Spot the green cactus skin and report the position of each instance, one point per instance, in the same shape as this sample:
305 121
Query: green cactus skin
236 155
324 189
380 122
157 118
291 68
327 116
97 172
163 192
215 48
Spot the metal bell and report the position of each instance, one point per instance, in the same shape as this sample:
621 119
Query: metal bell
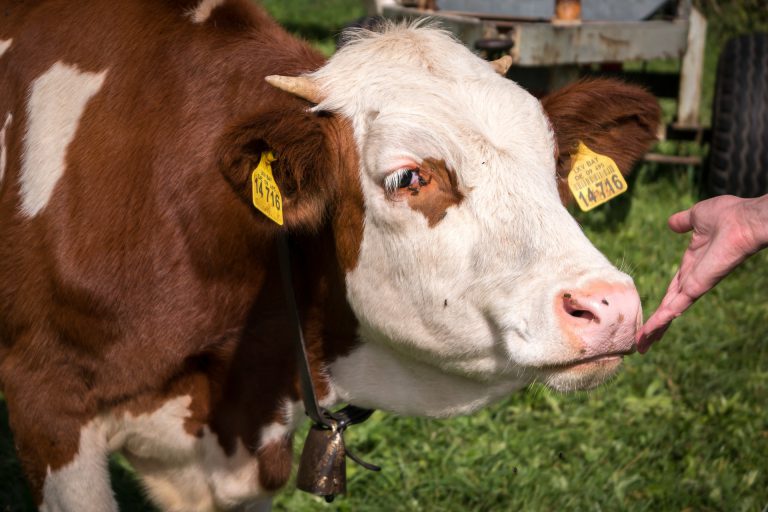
323 466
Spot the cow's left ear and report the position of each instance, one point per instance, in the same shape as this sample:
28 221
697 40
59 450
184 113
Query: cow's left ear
304 167
611 117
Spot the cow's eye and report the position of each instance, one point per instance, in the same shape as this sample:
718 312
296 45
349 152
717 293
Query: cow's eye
402 178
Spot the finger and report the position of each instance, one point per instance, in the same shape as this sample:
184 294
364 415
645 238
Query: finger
680 222
647 339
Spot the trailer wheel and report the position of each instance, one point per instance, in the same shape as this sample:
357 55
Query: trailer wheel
738 152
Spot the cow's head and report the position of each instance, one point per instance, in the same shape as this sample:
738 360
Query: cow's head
470 278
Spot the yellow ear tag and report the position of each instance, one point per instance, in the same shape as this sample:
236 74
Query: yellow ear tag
594 179
266 195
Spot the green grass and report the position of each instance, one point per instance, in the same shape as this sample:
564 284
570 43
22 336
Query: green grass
682 428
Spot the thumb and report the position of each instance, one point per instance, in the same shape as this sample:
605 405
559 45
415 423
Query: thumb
680 222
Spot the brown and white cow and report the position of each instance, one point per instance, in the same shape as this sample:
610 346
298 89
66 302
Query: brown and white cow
141 307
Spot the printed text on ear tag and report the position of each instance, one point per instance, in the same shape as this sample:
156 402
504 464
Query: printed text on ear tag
266 195
594 179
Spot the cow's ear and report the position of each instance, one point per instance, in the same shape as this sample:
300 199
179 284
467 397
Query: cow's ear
304 165
611 117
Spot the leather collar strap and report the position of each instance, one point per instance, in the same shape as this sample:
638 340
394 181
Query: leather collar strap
338 420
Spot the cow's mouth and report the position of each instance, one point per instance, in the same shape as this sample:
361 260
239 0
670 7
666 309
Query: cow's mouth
607 358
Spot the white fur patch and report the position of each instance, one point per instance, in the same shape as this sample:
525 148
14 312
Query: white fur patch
3 150
203 11
57 101
4 45
83 484
233 479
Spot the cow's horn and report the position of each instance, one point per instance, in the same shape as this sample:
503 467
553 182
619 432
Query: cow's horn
502 65
300 86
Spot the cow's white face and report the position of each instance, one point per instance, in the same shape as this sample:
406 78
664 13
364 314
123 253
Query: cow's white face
471 273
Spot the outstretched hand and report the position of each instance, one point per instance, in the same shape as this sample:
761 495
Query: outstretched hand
726 230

> _Work to do_: Transcribe the listing in full and omit the pictures.

> _Answer to the task_:
Spot the green cactus skin and report the position of each instance, one point per instance, in the same shape as this sample:
305 121
Query: green cactus skin
236 155
324 189
380 122
157 118
291 68
327 116
97 172
163 192
215 48
Spot the metal bell and report the position of each instance, one point per instance, in the same shape as this sample:
621 119
Query: metal bell
323 466
Spot the cow's left ear and report the position of each instance, one point per instance, in the same shape as this sample:
28 221
697 40
59 450
184 113
Query: cow's left ear
304 167
611 117
Spot the cow's eye and report the position of each instance, one point per instance, in the same shape as this sample:
718 312
296 45
349 152
717 293
Query: cow's eye
402 178
Spot the finger and report the position of each instance, one point per instance, in the same shape as this sample:
184 294
364 415
645 238
Query: finger
680 222
647 339
Spot the trailer wheel and report the position of each instance, one point per instance, in the same shape as this sample:
357 55
Query: trailer wheel
738 152
Spot the cow's head and report the position of each instance, one point per instance, in the same shape as this sample:
738 360
Query: cow's head
470 278
Spot the yellow ear tag and report the position of each instance, one point per instance, in the same shape as this sample:
236 74
Query: yellow ear tag
594 179
266 195
Spot the green grass and report the position of each instance, one point per instance, in the same shape as this sample:
564 284
570 43
22 336
Query: green grass
682 428
Spot the thumb and report the position of each instance, one point per instance, in the same shape as this sample:
605 405
559 45
415 423
Query: thumb
680 222
Spot the brown and white cow and report the position of each instance, one point per instance, in the same shape as this sample:
610 346
298 89
66 302
Query: brown and white cow
141 307
Spot the printed text on ear tag and report the position of each instance, one point per instance, in the same shape as this sample:
156 402
504 464
Query: printed text on ear tag
266 195
594 179
Spot the cow's ear and report the position of each instance, one point per instance, in the same shape as this sample:
300 199
179 284
467 397
Query: cow's ear
304 165
611 117
Spot the leather collar strap and report the position of each instance, one point per instance, in the same shape as this sample:
638 340
394 181
Query: leather collar strap
338 420
Spot the cow's mouth and report the position of each instance, one point per instance, in the same shape as this sample:
361 260
239 0
670 7
666 309
Query: cow's mouth
607 358
Spot the white fur patch and report the position of each instance, one point per instance, in the same shape as this sample:
525 148
14 312
Query: white fur patch
3 150
203 11
57 101
4 45
83 484
233 479
Spot the cow's horn and report the position of each instance, one point per instance, in the same shape as this sample:
503 467
553 182
619 432
Query: cow's horn
502 65
300 86
Spot the cow's white face and report the position of each instance, one point per instance, in the same shape as this sample:
406 78
664 13
364 314
123 253
Query: cow's white face
471 273
Spot the outstretched hand and report the position of each instance, one point per instance, in the same shape as this sample:
761 495
Query: outstretched hand
726 230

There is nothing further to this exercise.